*TASK TO CARRY OUT*. Each entry needs to be restated exactly as written.

*RECORDED DATA*.
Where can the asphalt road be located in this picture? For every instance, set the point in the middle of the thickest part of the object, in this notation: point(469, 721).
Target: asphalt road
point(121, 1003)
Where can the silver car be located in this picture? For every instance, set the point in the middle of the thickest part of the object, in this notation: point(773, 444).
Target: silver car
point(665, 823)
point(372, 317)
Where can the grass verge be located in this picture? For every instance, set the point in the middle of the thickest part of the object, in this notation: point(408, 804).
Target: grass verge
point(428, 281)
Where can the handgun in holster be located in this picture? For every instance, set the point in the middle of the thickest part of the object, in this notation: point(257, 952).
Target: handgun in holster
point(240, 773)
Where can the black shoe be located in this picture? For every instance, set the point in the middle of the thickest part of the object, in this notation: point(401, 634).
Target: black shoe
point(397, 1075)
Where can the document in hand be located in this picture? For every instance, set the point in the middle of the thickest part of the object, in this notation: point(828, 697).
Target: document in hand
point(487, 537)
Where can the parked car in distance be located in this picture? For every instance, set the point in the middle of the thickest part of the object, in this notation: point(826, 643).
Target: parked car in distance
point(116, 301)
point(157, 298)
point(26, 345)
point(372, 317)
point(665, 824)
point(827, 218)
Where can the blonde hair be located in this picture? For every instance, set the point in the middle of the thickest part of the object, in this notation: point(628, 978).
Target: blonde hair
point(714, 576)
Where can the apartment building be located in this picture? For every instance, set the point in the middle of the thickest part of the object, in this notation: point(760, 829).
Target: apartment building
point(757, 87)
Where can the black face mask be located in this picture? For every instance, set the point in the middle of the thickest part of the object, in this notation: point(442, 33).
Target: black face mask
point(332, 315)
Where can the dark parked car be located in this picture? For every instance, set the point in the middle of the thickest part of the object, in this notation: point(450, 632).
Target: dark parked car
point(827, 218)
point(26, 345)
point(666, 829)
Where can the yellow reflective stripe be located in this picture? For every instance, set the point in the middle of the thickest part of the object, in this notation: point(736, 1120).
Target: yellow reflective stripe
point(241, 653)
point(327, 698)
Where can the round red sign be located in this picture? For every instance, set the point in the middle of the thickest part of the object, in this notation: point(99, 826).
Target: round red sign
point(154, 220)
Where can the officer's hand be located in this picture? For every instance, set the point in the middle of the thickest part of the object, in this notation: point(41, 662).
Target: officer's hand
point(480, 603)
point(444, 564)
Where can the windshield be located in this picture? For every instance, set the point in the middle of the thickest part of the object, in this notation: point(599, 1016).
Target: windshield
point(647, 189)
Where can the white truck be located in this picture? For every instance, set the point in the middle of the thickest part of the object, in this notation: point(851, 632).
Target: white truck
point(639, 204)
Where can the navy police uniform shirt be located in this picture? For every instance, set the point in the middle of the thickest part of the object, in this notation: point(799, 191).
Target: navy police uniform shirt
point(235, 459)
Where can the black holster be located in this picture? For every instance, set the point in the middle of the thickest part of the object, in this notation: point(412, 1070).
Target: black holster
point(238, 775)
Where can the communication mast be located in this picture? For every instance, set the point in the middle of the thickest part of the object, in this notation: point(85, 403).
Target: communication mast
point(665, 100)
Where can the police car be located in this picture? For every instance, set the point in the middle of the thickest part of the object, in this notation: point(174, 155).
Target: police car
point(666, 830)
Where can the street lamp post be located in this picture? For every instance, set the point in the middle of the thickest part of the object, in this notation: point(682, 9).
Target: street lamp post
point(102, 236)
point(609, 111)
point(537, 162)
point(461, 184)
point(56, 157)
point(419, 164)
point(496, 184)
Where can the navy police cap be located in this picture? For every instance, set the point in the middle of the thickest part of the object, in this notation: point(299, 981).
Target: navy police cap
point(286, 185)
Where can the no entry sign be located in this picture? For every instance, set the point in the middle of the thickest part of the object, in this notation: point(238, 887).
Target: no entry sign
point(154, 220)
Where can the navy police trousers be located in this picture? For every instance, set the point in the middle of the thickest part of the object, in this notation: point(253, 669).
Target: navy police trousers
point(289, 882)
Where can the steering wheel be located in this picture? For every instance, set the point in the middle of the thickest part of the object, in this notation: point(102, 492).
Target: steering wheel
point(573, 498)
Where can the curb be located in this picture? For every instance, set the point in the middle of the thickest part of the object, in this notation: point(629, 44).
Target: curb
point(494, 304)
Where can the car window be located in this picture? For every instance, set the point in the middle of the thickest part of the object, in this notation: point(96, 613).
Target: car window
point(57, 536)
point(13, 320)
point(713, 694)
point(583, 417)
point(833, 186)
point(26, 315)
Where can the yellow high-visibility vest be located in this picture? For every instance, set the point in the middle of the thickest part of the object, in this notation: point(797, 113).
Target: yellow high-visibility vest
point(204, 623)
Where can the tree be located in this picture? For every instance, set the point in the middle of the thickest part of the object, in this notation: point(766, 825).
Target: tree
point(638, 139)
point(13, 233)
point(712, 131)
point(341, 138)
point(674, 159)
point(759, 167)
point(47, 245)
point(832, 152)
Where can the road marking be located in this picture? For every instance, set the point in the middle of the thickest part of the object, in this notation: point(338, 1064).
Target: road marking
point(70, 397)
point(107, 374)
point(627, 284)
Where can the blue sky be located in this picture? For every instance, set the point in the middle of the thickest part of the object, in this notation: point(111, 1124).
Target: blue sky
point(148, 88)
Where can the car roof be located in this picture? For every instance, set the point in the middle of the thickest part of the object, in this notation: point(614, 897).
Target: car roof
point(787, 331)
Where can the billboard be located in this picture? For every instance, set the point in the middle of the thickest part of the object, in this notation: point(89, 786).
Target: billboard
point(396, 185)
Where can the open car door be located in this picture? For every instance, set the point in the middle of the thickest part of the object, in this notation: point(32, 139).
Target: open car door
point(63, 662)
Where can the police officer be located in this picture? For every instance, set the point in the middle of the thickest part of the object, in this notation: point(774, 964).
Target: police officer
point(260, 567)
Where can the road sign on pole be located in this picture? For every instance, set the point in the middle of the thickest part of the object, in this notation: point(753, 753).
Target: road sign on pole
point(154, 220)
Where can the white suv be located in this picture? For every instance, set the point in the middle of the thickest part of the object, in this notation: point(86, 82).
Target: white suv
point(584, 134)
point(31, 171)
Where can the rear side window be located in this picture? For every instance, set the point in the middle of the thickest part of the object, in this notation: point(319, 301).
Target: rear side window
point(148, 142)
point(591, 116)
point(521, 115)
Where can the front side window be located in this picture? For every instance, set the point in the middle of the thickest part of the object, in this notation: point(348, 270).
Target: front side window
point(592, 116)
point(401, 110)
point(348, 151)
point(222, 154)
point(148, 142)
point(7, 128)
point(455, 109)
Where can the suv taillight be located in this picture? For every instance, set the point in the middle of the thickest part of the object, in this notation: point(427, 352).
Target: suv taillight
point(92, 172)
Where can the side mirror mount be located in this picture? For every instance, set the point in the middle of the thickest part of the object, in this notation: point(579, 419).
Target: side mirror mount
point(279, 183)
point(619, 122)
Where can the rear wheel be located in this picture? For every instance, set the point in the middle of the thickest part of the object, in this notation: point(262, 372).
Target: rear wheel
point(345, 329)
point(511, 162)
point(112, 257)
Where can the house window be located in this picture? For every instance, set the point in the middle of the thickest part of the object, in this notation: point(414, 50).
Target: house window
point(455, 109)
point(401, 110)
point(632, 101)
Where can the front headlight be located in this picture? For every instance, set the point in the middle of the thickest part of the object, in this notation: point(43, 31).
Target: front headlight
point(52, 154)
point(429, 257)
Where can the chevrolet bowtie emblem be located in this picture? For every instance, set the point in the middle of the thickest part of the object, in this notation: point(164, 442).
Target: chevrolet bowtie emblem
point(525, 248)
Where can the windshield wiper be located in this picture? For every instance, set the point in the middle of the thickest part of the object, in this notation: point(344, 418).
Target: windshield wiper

*EXERCISE OUTPUT*.
Where can the asphalt road be located in this picture? For every instance, set the point in the middle of the thickest part of the object, in this notation: point(469, 721).
Target: asphalt road
point(121, 1003)
Where can the silver car be located in this picture? For every instance, set the point in the middle of the thickest part of the object, in this notation: point(773, 444).
Target: silver car
point(665, 823)
point(372, 317)
Where can the grass verge be located in this picture? For every instance, set the point in the middle of the thickest part of the object, in this notation: point(408, 804).
Target: grass verge
point(428, 281)
Where can the handgun in holster be located in this picture? For every instance, set the point in the middle of the thickest part of the object, in this notation: point(257, 952).
Target: handgun in holster
point(240, 773)
Where can the black shoe be located in this picture? For every instance, set the point in the middle of the thickest part of the object, in this notation: point(401, 634).
Target: black shoe
point(397, 1075)
Where can the document in hand be located in this picture? For every instance, set the point in the middle of the thickest part of the object, in this notation: point(828, 697).
Target: document in hand
point(487, 537)
Where can the parked car in distance be located in this picture? For every instance, set the point in the middle of the thickest part of the object, in this notation: point(826, 643).
Target: parked car in distance
point(116, 301)
point(157, 298)
point(26, 345)
point(372, 317)
point(665, 824)
point(827, 218)
Where can the blonde hair be located in this picture? For every instance, set the point in the middle of the thickest part of the object, in this notation: point(628, 978).
Target: blonde hair
point(714, 576)
Where can the apartment building be located in this picture? For every instance, set the point in the middle of the thickest part of the object, in this notation: point(760, 829).
Target: apartment building
point(757, 87)
Where can the black face mask be located in this picture? For every instance, set the point in the middle of the thickest part of the object, in this notation: point(442, 33).
Target: black face mask
point(332, 315)
Where can the dark parked car be located in this picture? For every instance, set the point in the middle of the thickest part of the object, in this notation: point(450, 632).
Target: dark parked car
point(827, 218)
point(26, 345)
point(666, 829)
Where can the yellow reflective stripe be located in this picture? For every instance, set the point in the middle of the thickest part of the object, in this notation: point(736, 1120).
Target: yellow reflective stripe
point(241, 653)
point(327, 698)
Where can the round red sign be located in this picture? For every instance, set the point in the middle of the thickest part of the object, in this notation: point(99, 826).
Target: round red sign
point(154, 220)
Where can the officer's hand be located in this picture? For every instance, set the point in the middle of the thickest part of the object, in this notation: point(41, 662).
Target: officer's hand
point(480, 603)
point(444, 564)
Where can the windshield be located in this picture? For every instance, set the point in the middle of the thickest part of the object, in this notation: point(599, 1016).
Target: windshield
point(647, 189)
Where can the white truck be located in this picture? For every instance, set the point in the middle of the thickest part of the object, in this notation: point(851, 632).
Target: white truck
point(639, 204)
Where can the navy police uniform shirt be located in this picture? For every instance, set the point in the middle of the thickest part of the object, in this notation: point(799, 191).
Target: navy police uniform shirt
point(235, 459)
Where can the black holster be located in this picture? For every instance, set the point in the middle of the thickest part of the object, in this notation: point(412, 1070).
Target: black holster
point(238, 775)
Where can the communication mast be located in this picture? For every instance, set the point in the middle of the thickest part of the object, in this notation: point(85, 403).
Target: communication mast
point(665, 100)
Where can the police car be located in this picture? For every instance, set the point in the middle of the thickest part of the object, in this notation: point(174, 155).
Target: police car
point(666, 830)
Where can the street lamp post be located in this picture? For every instance, set the point in the middle of the thickest part of the object, in this notation: point(682, 9).
Target: street lamp post
point(102, 236)
point(609, 111)
point(537, 162)
point(461, 184)
point(56, 157)
point(419, 164)
point(496, 184)
Where can the navy police cap be located in this picture? For every instance, set the point in the middle of the thickest part of the object, in this notation: point(299, 981).
Target: navy police cap
point(286, 185)
Where can the no entry sign be located in this picture? For every instance, set the point in the middle of the thickest part of the object, in this notation: point(238, 887).
Target: no entry sign
point(154, 220)
Where can the navy police trousers be located in this picture? For every instance, set the point in the middle of the thickest part of the object, in this notation: point(253, 669).
Target: navy police trousers
point(289, 882)
Where can the steering wheel be located in this picture? For every instance, set the point in the middle of the thickest part of the object, in this notation: point(102, 492).
Target: steering wheel
point(573, 498)
Where can the curb be located in this picture? For every instance, set the point in the middle of the thickest part of the object, in this notation: point(629, 44).
Target: curb
point(494, 304)
Where can the car window be located in this picture? For every instance, set the point in the middle of the thickest part of the object, in this notation: point(96, 613).
Target: car window
point(57, 536)
point(13, 320)
point(713, 694)
point(583, 417)
point(833, 186)
point(26, 315)
Where can the yellow high-visibility vest be located in this picture? For every instance, set the point in the middle of the thickest part of the object, in this notation: point(797, 113).
Target: yellow high-visibility vest
point(204, 623)
Where can the tree be located in this picture? For every instance, set the point in the middle of the thickest part of the object, in this notation: point(766, 825).
Target: tree
point(638, 139)
point(13, 233)
point(712, 131)
point(341, 138)
point(674, 159)
point(759, 167)
point(47, 245)
point(832, 152)
Where can the road marking be located in this picture? For every instance, set the point in the middle of the thickest part of the object, in this notation: point(338, 1064).
Target: road marking
point(70, 397)
point(107, 374)
point(627, 284)
Where can the blue sky be located in this picture? For every instance, set the point in the middle of the thickest part of the object, in this notation: point(111, 1124).
Target: blue sky
point(148, 88)
Where can the car roof be located in this picture? For every instance, set the point in the middle of the thickest part of the object, in this notation: point(614, 897).
Target: car roof
point(787, 331)
Where can the billboard be located in this picture? For every instance, set the point in the middle of the thickest part of the object, in this notation: point(89, 786).
Target: billboard
point(396, 185)
Where can the open car door be located in this picture? For every instance, set the point in the middle of the thickest part of the object, in this notation: point(32, 139).
Target: open car door
point(63, 662)
Where can the police officer be located in this picture? For every instance, set the point in the middle of the thickest part of the object, in this notation: point(774, 964).
Target: police officer
point(260, 567)
Where can the road sign on pole be located in this picture? For every instance, set the point in the middle of the thickest part of the object, in this notation: point(753, 753).
Target: road sign on pole
point(154, 220)
Where can the white suv be located in this picture? For every instance, set the point in the middle of the thickest part of the object, in this notation: point(86, 82).
Target: white suv
point(584, 134)
point(31, 171)
Where can the rear side window be located in this picture? For every instance, set the point in the middle of the thickest part of the object, in this notation: point(319, 301).
Target: rear side window
point(148, 142)
point(591, 116)
point(521, 115)
Where can the front side window be located in this picture? For every instance, set the point in the middle of the thickest part of the object, in this notation: point(348, 270).
Target: front side window
point(592, 116)
point(401, 110)
point(348, 151)
point(222, 154)
point(148, 142)
point(7, 128)
point(455, 109)
Where can the suv taillight be located in this picture? For every instance, set the point in the middle of the thickest part of the object, in this notation: point(427, 352).
Target: suv taillight
point(92, 172)
Where can the side mirror mount be located in this picture? For every instance, set the point in the middle of the thickest part of the object, in this notation: point(579, 419).
Target: side mirror mount
point(279, 183)
point(619, 122)
Where can the rear wheel be located in this picture? For every instance, set the point in the middle of the thickest part of the object, in this notation: point(262, 372).
Target: rear wheel
point(345, 329)
point(511, 162)
point(112, 257)
Where can the house window be located in this picture? For every instance, set the point in the middle of the thickest part of the object, in this notation: point(414, 50).
Target: house window
point(455, 109)
point(401, 110)
point(632, 101)
Where can the front headlight be located in this picture? For every instance, set the point in the middle of the thickest part of the object, in this notation: point(43, 31).
Target: front headlight
point(52, 154)
point(429, 257)
Where can the chevrolet bowtie emblem be located in this picture? For every instance, set the point in the middle of the thickest part of the object, in this notation: point(164, 442).
Target: chevrolet bowtie emblem
point(525, 248)
Where can the windshield wiper be located in this picture? For every instance, set the point in the middle of the thickest part of the object, in this notation: point(344, 418).
Target: windshield wiper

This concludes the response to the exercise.